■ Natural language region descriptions
--- START ---

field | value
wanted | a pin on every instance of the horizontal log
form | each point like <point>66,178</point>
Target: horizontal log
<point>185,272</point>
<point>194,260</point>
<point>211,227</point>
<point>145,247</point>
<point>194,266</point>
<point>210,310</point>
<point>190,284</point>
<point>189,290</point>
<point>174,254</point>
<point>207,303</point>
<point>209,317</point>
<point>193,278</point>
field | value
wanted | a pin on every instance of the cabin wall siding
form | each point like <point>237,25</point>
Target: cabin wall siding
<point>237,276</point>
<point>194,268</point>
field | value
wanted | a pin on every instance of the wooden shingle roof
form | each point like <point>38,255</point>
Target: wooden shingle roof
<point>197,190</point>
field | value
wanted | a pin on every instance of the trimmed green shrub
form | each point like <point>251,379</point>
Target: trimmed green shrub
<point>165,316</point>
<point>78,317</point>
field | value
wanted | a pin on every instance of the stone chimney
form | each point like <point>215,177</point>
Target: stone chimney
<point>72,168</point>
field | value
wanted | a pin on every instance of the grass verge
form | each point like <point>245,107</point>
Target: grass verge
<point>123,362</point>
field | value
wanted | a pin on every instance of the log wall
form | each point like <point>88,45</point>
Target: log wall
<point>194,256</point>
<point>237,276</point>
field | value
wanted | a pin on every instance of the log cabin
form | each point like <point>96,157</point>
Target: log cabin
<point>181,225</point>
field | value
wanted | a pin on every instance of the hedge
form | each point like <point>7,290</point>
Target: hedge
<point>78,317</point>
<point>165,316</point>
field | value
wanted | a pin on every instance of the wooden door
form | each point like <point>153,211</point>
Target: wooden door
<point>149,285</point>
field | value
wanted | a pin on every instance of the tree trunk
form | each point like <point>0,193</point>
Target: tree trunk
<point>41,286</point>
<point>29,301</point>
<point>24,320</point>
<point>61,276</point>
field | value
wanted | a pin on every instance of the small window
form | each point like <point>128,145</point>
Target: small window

--- END ---

Stopping at the line containing "form | each point like <point>66,178</point>", please repeat exactly every line from the very start of the entries, that line included, and nothing more.

■ Task response
field | value
wanted | a pin on every instance of the horizontal log
form | each point like <point>66,178</point>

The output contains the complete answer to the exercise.